--- Begin PAGE EXTRACT ---

This year’s edition of the Tournament of Champions’ South Florida Dr. Martin Luther King Jr. Basketball Classic took place this past weekend Miami Norland High School. Long recognized as the premier event for high school basketball in Dade, Broward, and Palm Beach counties, it allows for great programs and players to cross county lines and play for prestige and bragging rights. This year a total of nine games were played on Saturday, featuring a matchup of alma maters from two NBA stars as well as a battle between the top team in Class 8A against the best of Class 7A.
Game 1: Hallandale vs. Miami Christian
Hallandale brought in a young and inexperienced group to take on one of the better private school programs in Miami-Dade. The first quarter started a bit slow as the players got used to playing at 8:15AM. Things picked up midway thru the first quarter as Hallandale was able to connect on some threes while Miami Christian was able to get some easy baskets in breaking the Hallandale full-court press. After one quarter of play, Hallandale led by a score of 20-15.
The pace slowed down in the second. Hallandale maintained its five point lead for much of the period as the defenses adjusted and scoring was kept down. Miami Christian scored a bucket just before the half-time horn and the lead was only 29-26 in favor of Hallandale at the break.
Neither team was able to manage a consistent offensive rhythm in the third period. With four minutes remaining, the lead was still three at 33-30. From that point on, Halladale went on an 8-3 run as they were able to force turnovers and get to the basket. With one quarter remaining Hallandale’s lead was eight at 41-33.

--- End PAGE EXTRACT ---
--- Begin RECORD EXCERPTS ---

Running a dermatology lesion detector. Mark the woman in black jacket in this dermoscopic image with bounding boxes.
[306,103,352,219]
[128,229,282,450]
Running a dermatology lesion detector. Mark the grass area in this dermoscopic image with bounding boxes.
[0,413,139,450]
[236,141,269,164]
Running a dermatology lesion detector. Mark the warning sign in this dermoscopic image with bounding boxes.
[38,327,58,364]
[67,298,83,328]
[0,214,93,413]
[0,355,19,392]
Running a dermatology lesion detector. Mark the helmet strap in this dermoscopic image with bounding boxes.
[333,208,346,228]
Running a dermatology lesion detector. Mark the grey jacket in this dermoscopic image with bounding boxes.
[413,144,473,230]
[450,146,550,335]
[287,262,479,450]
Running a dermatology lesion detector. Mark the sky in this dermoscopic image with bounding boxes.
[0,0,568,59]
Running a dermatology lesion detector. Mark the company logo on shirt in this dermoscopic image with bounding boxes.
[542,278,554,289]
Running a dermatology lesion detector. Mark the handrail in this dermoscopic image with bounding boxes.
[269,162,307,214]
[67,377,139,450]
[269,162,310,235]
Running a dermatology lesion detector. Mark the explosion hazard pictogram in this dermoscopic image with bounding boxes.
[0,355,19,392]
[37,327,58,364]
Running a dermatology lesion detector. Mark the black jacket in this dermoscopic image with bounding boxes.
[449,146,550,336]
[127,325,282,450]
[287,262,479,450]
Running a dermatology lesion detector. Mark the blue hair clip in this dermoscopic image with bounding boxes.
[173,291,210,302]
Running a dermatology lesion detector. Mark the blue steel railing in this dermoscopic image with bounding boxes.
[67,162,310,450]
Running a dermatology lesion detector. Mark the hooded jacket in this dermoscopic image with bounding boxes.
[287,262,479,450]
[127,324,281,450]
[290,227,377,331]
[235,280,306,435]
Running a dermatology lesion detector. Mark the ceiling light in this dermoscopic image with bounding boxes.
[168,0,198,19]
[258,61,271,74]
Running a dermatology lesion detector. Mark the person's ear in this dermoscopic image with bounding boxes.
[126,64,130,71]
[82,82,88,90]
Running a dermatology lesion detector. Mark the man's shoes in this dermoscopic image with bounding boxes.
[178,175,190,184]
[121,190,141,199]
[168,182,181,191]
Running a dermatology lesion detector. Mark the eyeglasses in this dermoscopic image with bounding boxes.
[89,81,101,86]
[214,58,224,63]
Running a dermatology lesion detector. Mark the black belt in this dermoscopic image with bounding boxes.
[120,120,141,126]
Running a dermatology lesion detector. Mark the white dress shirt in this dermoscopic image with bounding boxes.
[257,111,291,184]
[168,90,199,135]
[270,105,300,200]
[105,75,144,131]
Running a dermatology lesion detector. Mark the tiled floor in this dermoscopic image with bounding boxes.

--- End RECORD EXCERPTS ---

Copy the passage of the basketball recap above the data from "The pace slowed" to "at the break.".

The pace slowed down in the second. Hallandale maintained its five point lead for much of the period as the defenses adjusted and scoring was kept down. Miami Christian scored a bucket just before the half-time horn and the lead was only 29-26 in favor of Hallandale at the break.